● **Work required**
Please arrange the lines of the material below as a numbered list, from the start of the material up to and including the line with "(159, 135), (257, 170)", skipping any blank lines. Leave the pictures out of your answer.

[start of Data supplied]

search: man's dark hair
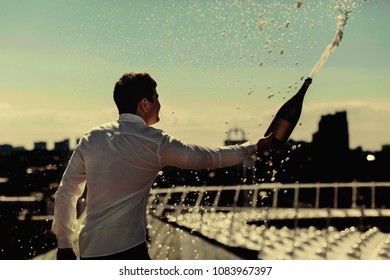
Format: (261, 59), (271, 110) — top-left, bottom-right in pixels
(114, 72), (157, 114)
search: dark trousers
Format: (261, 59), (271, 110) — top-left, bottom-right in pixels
(80, 242), (150, 260)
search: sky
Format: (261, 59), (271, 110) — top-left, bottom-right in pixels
(0, 0), (390, 151)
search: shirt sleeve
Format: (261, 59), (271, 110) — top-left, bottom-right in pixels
(52, 146), (86, 248)
(159, 135), (257, 170)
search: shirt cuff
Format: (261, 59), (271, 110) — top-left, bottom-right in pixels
(57, 236), (73, 249)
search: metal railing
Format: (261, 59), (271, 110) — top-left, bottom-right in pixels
(149, 182), (390, 216)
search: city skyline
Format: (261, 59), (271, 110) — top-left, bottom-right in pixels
(0, 0), (390, 151)
(0, 111), (390, 152)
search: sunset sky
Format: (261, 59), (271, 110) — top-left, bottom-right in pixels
(0, 0), (390, 151)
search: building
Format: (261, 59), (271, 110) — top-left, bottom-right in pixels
(34, 142), (47, 151)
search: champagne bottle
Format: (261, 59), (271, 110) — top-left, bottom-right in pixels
(264, 77), (312, 146)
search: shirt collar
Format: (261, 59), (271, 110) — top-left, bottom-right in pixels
(118, 113), (146, 125)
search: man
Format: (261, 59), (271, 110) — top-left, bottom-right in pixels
(52, 73), (275, 259)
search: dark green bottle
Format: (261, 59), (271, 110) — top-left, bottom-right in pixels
(264, 77), (312, 146)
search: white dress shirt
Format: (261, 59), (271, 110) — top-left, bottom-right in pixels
(52, 114), (256, 258)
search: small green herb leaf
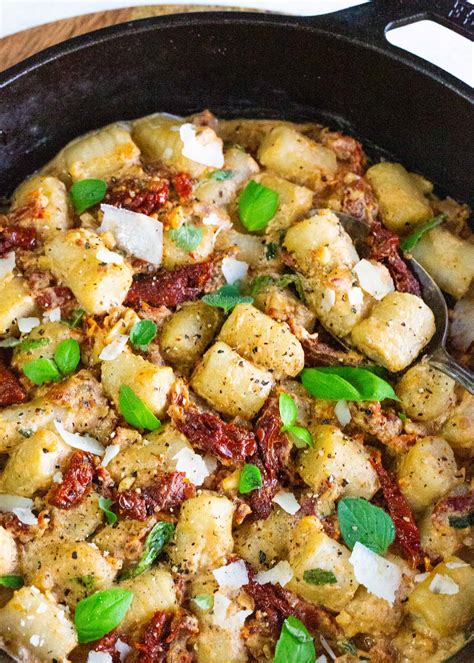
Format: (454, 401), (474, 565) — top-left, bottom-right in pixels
(169, 223), (202, 253)
(120, 520), (174, 580)
(449, 511), (474, 529)
(73, 576), (95, 592)
(130, 320), (157, 351)
(202, 283), (253, 313)
(239, 463), (263, 494)
(273, 615), (316, 663)
(69, 179), (107, 214)
(288, 426), (314, 449)
(119, 384), (161, 431)
(303, 569), (337, 585)
(23, 357), (61, 386)
(15, 338), (51, 352)
(54, 338), (81, 375)
(192, 594), (214, 610)
(74, 587), (133, 643)
(63, 308), (86, 329)
(400, 214), (446, 251)
(239, 180), (280, 232)
(209, 170), (234, 182)
(278, 393), (298, 432)
(0, 575), (24, 589)
(337, 497), (395, 555)
(301, 366), (399, 401)
(99, 496), (117, 525)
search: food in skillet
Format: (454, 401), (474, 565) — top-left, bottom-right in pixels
(0, 111), (474, 663)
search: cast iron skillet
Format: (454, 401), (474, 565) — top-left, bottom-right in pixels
(0, 0), (474, 663)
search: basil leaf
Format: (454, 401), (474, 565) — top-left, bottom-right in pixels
(273, 615), (316, 663)
(209, 170), (234, 182)
(168, 223), (202, 253)
(99, 496), (117, 525)
(301, 366), (399, 401)
(278, 393), (298, 432)
(63, 308), (86, 329)
(288, 426), (314, 449)
(119, 384), (161, 431)
(69, 179), (107, 214)
(239, 180), (280, 232)
(337, 497), (395, 555)
(303, 569), (337, 585)
(0, 575), (25, 589)
(74, 587), (133, 644)
(400, 214), (446, 251)
(22, 357), (61, 386)
(130, 320), (157, 350)
(239, 463), (263, 494)
(120, 520), (174, 580)
(202, 284), (253, 313)
(448, 511), (474, 529)
(192, 594), (214, 610)
(54, 338), (81, 375)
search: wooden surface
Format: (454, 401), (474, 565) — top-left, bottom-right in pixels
(0, 0), (260, 71)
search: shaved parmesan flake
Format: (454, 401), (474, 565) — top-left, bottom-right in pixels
(179, 122), (224, 168)
(347, 287), (364, 306)
(0, 494), (38, 525)
(320, 288), (336, 313)
(334, 401), (352, 427)
(429, 573), (459, 596)
(12, 509), (38, 525)
(98, 205), (163, 265)
(254, 561), (293, 587)
(352, 259), (395, 300)
(349, 541), (402, 605)
(222, 258), (249, 283)
(101, 444), (120, 467)
(272, 490), (301, 516)
(43, 306), (61, 322)
(54, 419), (105, 456)
(99, 334), (128, 361)
(213, 592), (253, 629)
(95, 249), (123, 265)
(446, 562), (469, 569)
(17, 318), (40, 334)
(173, 447), (209, 486)
(87, 651), (113, 663)
(212, 559), (249, 589)
(319, 635), (336, 661)
(0, 251), (15, 279)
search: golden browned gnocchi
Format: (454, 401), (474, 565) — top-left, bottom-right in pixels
(0, 111), (474, 663)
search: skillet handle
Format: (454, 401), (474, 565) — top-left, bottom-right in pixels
(306, 0), (474, 49)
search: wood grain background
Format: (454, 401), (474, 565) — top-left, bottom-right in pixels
(0, 0), (262, 71)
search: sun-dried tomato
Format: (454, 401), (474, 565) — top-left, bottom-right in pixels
(90, 631), (121, 663)
(115, 472), (196, 520)
(48, 451), (94, 509)
(244, 571), (341, 637)
(125, 261), (212, 308)
(0, 225), (38, 257)
(370, 457), (424, 568)
(0, 357), (26, 407)
(170, 407), (256, 463)
(134, 610), (198, 663)
(172, 173), (193, 202)
(249, 396), (291, 520)
(431, 490), (474, 529)
(367, 221), (421, 297)
(104, 178), (169, 216)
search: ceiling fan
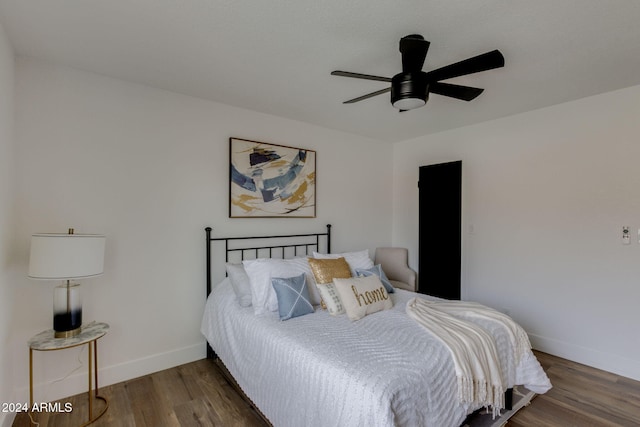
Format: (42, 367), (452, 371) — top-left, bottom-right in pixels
(331, 34), (504, 111)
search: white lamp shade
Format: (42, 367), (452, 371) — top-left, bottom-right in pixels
(29, 234), (106, 280)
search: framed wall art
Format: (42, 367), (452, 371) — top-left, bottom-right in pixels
(229, 138), (316, 218)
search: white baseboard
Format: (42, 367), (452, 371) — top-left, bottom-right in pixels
(529, 334), (640, 381)
(15, 342), (206, 406)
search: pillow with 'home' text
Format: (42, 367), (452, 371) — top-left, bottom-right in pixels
(333, 275), (393, 320)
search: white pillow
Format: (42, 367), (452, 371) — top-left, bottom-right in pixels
(313, 249), (373, 277)
(242, 258), (320, 315)
(316, 283), (345, 316)
(226, 263), (252, 307)
(333, 275), (393, 320)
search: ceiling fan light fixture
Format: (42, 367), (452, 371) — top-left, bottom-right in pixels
(391, 71), (429, 110)
(393, 98), (427, 110)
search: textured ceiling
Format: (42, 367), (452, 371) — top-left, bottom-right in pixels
(0, 0), (640, 142)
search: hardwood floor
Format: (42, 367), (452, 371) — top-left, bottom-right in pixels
(13, 352), (640, 427)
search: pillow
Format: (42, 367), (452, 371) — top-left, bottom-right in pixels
(242, 258), (320, 315)
(356, 264), (395, 294)
(308, 258), (352, 283)
(316, 283), (345, 316)
(313, 249), (373, 276)
(271, 273), (313, 320)
(226, 263), (251, 307)
(333, 275), (393, 320)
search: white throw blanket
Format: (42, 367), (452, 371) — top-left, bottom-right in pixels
(406, 298), (531, 417)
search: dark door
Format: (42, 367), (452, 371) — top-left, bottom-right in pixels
(418, 161), (462, 299)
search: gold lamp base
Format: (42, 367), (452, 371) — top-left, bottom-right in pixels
(53, 328), (82, 338)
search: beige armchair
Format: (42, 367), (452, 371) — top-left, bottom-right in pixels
(374, 248), (417, 292)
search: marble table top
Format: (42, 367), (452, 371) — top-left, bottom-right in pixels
(28, 322), (109, 351)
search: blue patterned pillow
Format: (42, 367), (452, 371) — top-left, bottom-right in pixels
(271, 273), (313, 320)
(356, 264), (395, 294)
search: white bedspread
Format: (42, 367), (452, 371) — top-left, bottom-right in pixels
(201, 279), (550, 427)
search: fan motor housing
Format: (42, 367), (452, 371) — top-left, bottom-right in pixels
(391, 71), (429, 110)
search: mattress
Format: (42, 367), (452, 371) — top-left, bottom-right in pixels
(201, 279), (551, 427)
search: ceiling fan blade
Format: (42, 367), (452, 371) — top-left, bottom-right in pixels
(331, 70), (391, 82)
(429, 82), (484, 101)
(343, 87), (391, 104)
(427, 50), (504, 82)
(400, 34), (430, 73)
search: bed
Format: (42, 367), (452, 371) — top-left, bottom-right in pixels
(201, 226), (551, 427)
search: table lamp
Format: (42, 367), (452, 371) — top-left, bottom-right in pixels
(29, 228), (106, 338)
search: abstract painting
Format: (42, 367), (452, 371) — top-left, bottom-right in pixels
(229, 138), (316, 218)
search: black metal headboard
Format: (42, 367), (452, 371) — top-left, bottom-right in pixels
(204, 224), (331, 296)
(204, 224), (331, 359)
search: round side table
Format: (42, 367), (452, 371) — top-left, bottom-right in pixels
(29, 322), (109, 426)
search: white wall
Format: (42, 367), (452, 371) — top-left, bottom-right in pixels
(11, 58), (392, 401)
(393, 86), (640, 379)
(0, 18), (16, 425)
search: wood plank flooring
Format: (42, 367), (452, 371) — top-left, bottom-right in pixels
(13, 352), (640, 427)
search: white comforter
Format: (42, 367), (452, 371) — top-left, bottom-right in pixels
(201, 279), (550, 427)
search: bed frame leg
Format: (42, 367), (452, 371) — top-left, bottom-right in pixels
(504, 388), (513, 411)
(207, 343), (218, 360)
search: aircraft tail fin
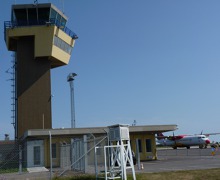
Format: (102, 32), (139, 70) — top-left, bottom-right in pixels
(157, 133), (165, 140)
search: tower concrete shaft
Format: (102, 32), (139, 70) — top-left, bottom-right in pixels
(4, 3), (78, 138)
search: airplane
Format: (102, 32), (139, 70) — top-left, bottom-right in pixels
(156, 133), (212, 149)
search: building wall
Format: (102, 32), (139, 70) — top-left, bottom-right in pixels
(130, 133), (157, 160)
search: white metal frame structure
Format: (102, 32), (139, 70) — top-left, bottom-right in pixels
(96, 125), (136, 180)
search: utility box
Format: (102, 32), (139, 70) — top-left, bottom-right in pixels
(109, 124), (130, 141)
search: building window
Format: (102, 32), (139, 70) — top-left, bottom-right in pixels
(138, 139), (142, 152)
(34, 146), (40, 165)
(52, 143), (57, 158)
(53, 36), (72, 54)
(146, 139), (152, 152)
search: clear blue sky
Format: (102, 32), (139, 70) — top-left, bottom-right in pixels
(0, 0), (220, 141)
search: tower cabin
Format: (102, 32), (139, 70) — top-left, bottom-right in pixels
(4, 3), (78, 138)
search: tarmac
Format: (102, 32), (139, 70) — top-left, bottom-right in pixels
(0, 148), (220, 180)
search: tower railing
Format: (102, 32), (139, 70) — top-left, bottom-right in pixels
(4, 18), (78, 40)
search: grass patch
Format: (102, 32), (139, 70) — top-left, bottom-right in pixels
(0, 168), (27, 174)
(53, 169), (220, 180)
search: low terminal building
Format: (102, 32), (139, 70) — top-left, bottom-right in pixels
(22, 125), (177, 167)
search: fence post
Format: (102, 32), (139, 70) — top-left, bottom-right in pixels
(136, 139), (141, 170)
(49, 131), (53, 179)
(83, 135), (88, 173)
(19, 145), (22, 174)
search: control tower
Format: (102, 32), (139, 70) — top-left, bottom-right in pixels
(4, 3), (77, 139)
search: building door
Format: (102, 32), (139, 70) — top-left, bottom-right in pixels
(27, 140), (44, 167)
(33, 146), (40, 166)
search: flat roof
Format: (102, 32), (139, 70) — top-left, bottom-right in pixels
(22, 124), (178, 139)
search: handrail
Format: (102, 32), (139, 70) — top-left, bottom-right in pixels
(4, 18), (78, 39)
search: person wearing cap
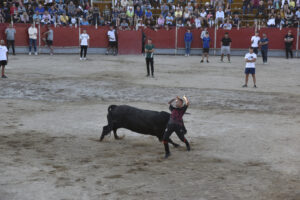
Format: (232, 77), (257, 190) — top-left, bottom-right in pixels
(163, 96), (191, 158)
(0, 40), (8, 78)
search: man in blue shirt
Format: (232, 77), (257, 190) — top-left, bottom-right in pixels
(259, 33), (269, 64)
(200, 32), (210, 63)
(184, 29), (193, 56)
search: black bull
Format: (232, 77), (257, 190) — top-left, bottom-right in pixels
(100, 105), (185, 147)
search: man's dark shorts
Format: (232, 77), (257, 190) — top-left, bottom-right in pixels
(245, 68), (255, 74)
(0, 60), (7, 66)
(46, 40), (53, 46)
(109, 41), (117, 47)
(203, 48), (209, 53)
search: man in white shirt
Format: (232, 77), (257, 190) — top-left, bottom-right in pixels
(28, 23), (37, 55)
(79, 30), (90, 60)
(251, 31), (260, 55)
(215, 7), (225, 24)
(243, 47), (257, 88)
(0, 40), (8, 78)
(105, 26), (117, 55)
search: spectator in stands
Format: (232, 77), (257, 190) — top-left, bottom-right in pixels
(79, 30), (90, 60)
(184, 29), (193, 56)
(160, 3), (169, 18)
(221, 20), (232, 30)
(251, 31), (260, 55)
(200, 32), (210, 63)
(255, 1), (266, 17)
(259, 33), (269, 64)
(166, 13), (174, 26)
(28, 23), (38, 56)
(34, 4), (45, 17)
(43, 26), (53, 56)
(41, 11), (52, 24)
(105, 26), (117, 55)
(215, 8), (225, 24)
(60, 13), (69, 26)
(68, 1), (76, 16)
(284, 30), (294, 59)
(32, 11), (42, 24)
(126, 7), (134, 26)
(5, 24), (16, 55)
(0, 40), (8, 78)
(221, 33), (232, 62)
(232, 14), (241, 27)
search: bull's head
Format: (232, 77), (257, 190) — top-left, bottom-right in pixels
(100, 125), (111, 142)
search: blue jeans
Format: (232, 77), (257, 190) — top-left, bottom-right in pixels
(185, 42), (192, 54)
(29, 38), (36, 52)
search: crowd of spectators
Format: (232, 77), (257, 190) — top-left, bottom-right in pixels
(0, 0), (300, 30)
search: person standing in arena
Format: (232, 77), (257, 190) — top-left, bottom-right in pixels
(79, 30), (90, 60)
(284, 30), (294, 59)
(200, 32), (210, 63)
(28, 23), (37, 56)
(221, 33), (232, 62)
(251, 31), (260, 55)
(243, 47), (257, 88)
(105, 26), (117, 56)
(145, 38), (154, 78)
(163, 96), (191, 158)
(0, 40), (8, 78)
(259, 33), (269, 64)
(43, 26), (53, 55)
(5, 24), (16, 55)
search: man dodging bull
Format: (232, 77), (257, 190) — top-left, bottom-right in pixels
(163, 96), (190, 158)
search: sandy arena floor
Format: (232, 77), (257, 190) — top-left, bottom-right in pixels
(0, 55), (300, 200)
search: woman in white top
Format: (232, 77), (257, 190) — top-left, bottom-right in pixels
(79, 30), (90, 60)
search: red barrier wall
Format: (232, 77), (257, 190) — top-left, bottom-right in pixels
(0, 24), (297, 54)
(118, 30), (142, 54)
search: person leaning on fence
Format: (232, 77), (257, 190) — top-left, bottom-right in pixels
(43, 26), (53, 55)
(0, 40), (8, 78)
(221, 33), (232, 62)
(284, 30), (294, 59)
(145, 38), (154, 78)
(79, 30), (90, 60)
(5, 24), (16, 55)
(184, 29), (193, 56)
(259, 33), (269, 64)
(105, 26), (117, 55)
(28, 23), (38, 56)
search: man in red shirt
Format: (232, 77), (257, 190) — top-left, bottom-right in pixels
(163, 96), (190, 158)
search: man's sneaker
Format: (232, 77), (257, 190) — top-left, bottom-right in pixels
(165, 153), (171, 159)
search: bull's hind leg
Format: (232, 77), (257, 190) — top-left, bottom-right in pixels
(168, 138), (180, 148)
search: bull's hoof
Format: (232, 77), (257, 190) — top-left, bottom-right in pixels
(173, 144), (180, 148)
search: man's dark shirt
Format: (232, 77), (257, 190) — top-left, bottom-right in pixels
(169, 105), (188, 126)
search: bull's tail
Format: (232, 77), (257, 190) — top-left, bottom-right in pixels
(107, 105), (117, 113)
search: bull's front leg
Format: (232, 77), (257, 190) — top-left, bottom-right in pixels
(168, 138), (180, 148)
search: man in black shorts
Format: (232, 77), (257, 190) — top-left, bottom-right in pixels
(106, 26), (117, 55)
(163, 96), (190, 158)
(43, 26), (53, 55)
(0, 40), (8, 78)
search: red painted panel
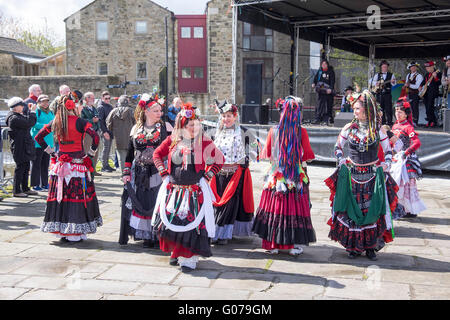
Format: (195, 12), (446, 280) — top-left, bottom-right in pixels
(175, 15), (208, 93)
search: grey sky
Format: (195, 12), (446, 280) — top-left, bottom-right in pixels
(0, 0), (208, 40)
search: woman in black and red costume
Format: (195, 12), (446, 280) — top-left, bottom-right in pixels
(253, 96), (316, 255)
(209, 103), (255, 245)
(152, 104), (224, 272)
(325, 90), (398, 260)
(119, 94), (170, 248)
(35, 92), (103, 242)
(388, 98), (426, 219)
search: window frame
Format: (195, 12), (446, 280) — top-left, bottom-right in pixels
(136, 61), (148, 80)
(95, 20), (109, 42)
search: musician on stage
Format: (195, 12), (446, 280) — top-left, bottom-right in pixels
(405, 62), (423, 127)
(372, 60), (397, 126)
(441, 55), (450, 109)
(312, 60), (335, 124)
(422, 61), (442, 128)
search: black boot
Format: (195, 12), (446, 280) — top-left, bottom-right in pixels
(169, 258), (178, 266)
(366, 249), (378, 261)
(142, 240), (155, 248)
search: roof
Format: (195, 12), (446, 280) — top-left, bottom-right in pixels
(0, 37), (45, 58)
(63, 0), (173, 22)
(234, 0), (450, 59)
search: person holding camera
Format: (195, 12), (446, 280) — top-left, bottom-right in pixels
(6, 97), (38, 198)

[end of Data supplied]

● **Final result**
1. search: man's dark hair
2. Format: (261, 59), (271, 110) — top-left, bottom-right in pixels
3. (114, 72), (157, 114)
4. search: dark trousers
5. Format: (261, 59), (271, 110) — top-left, bottom-right in pixels
6. (80, 242), (150, 260)
7. search: sky
8. Format: (261, 59), (271, 110) — top-left, bottom-right in pixels
9. (0, 0), (390, 151)
10. search: shirt sleeve
11. Format: (261, 59), (271, 110) — top-left, bottom-right in pixels
12. (52, 146), (86, 248)
13. (159, 135), (257, 170)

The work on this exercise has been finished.